#### [Source document]
Argumentative structures
The argumentative structure of each essay was depicted through a detailed graphing process. Each essay was graphed separately, and the components depicted in the graph were then examined to establish the overall structure. This approach to analysis, based on pragma-dialectical theory of argumentation (van Eemeren & Grootendorst, 1992, 2004; van Eemeren, Grootendorst, & Henkemans, 2002), identifies the stance taken by the writer, as well as alternative standpoints identified by the writer, along with coordinated and subordinated supports for these standpoints. To clarify, an important difference between the two types of reasons are that in subordination, each succeeding reason is a layer in the argument that buttresses the preceding reason. Additional argumentative elements identified in the graphing process were rhetorical, counterargument, rebuttal, nonfunctional, and conclusive statements. The resulting graphic representation depicted the elements of the argumentative structure and the superordinate and subordinate relationships among these elements in each participant’s written argument.
Ferretti and colleagues’ (2009) process for identifying essay structure was used to graph each essay to determine its structural elements and level of elaboration and subordination in each essay (see Table 3 for criteria used to identify each element of the organizational structure, with a description and an example that correspond to a sample essay; see textbox for essay). This process facilitated our aim in analyzing and evaluating the operative relationships among elements of argumentative discourse. The content in Table 3 is from one 11th-grade good writer. Moreover, the current example provides evidence of a more sophisticated degree of structural subordination because it contains all of the elements in one essay. Papers that were less elaborated typically contained fewer levels of subordination or advanced a counterargument without a corresponding rebuttal.
Structural Elements for Sample of Good 11th-Grade Essay
Note: See textbox for essay.
Percentage of agreement for a random set of 25% of papers for each grade and ability level.
Work, work, work. Workers were all that slaves were looked at as, and even then some were punished because they didn’t do things right. From many years of being racially superior to blacks, white people were not going to automatically be equal with them after the Emancipation Proclamation. They were still going to be looked at as nothing people who should do everyone else’s work. Two main people who wanted to improve conditions for African Americans were Booker T. Washington and W.E.B. Du Bois. Both had different outlooks on how to achieve improvements, but I think that Du Bois had the best goals and visions.
Washington’s main idea for conditions to become better would be for African Americans to earn their way into society. They would have “to make himself, through his skill, intelligence, and character . . . value to the community.” This at least states that blacks do have character, skill, and intelligence, but it also says how they still have to push their way into society. Washington also said that in order to earn respect an African American should learn “to produce what other people wanted and must have.” I think that this is totally opposite in what ex-slaves wanted. They didn’t want to have to work for their respect, they wanted to already have it and to fit into society as easily as possible. Since white people weren’t going to give them respect as quickly and easily, why should they try hard to earn it?
From du Bois’ point of view, certain rights should be given to African Americans first. They should first be able to vote, and then along with that will come. . . . “Freedom, manhood, the right to work, and the chance to rise . . .” Du Bois also wanted discrimination to stop, laws to be enforced equally among different classes and races, and for children to be educated well. He believed that African Americans should be freemen “. . . to walk, talk, and he with [those who] with to be with us . . .” I go along with everything that Du Bois wanted. He basically said that blacks should have the same rights as whites, and with that maybe things will improve. I think it’s better to start out with basic equality and work from there instead of starting with working to gain basic equality.

#### [Work to complete]
#1 In the passage on how essay arguments are structured, whose process was used to graph each essay?
#2 Write the next part of the passage on how essay arguments are structured, picking up right after its last sentence.

#### [Material provided]
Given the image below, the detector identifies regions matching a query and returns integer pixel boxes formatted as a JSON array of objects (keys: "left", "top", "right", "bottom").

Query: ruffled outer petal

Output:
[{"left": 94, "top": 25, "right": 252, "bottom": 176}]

#### [Results for the exercise]
#1 Ferretti and colleagues' (2009) process.

#2
Although I disagree with Washington, he had those who supported him and also those who disagreed with him, as well. One who supported him was a journalist and an author, Ray Stannard Baker. He said that whenever he saw good things, like a thriving business, a good home, or friendly relations between whites and blacks, he would think of Washington. But who’s to say that Du Bois didn’t do this, or natural occurances made things better on their own? A person who also disagreed with Washington was Ida B. Wells, a black social worker and journalist. She believed that he steered away as far as he could from antagonism, that he didn’t join them because they were too extreme, and that he shouldn’t be there advisor if he didn’t have political strength in his own race.
Between Washington and Du Bois, I think that Du Bois had the better ideas for the people themselves. He wanted them to have equal rights and to not be discriminated against. Washington basically said that they weren’t equal and that they would have to earn their rights. Although it would take awhile for relations to become better, everybody should be equal from the beginning.
Moreover, the corresponding structure for this essay, shown in Figure 1, reveals that the student offered a simple introduction that answered the historical question. She offered one standpoint, which had one supporting Level 1 reason with counterarguments preceding and following. Each counterargument and each reason were elaborated by a series of coordinated Level 2 reasons and had one or two additional levels of subordination. The student advanced her argument with three rebuttals and offered one rhetorical statement. She cited three documents (two of them twice). Finally, the writer concluded her essay with a summary of her standpoint.

Depiction of a typical 11th-grade good writer, illustrating the number and levels of coordinated and subordinated reasons.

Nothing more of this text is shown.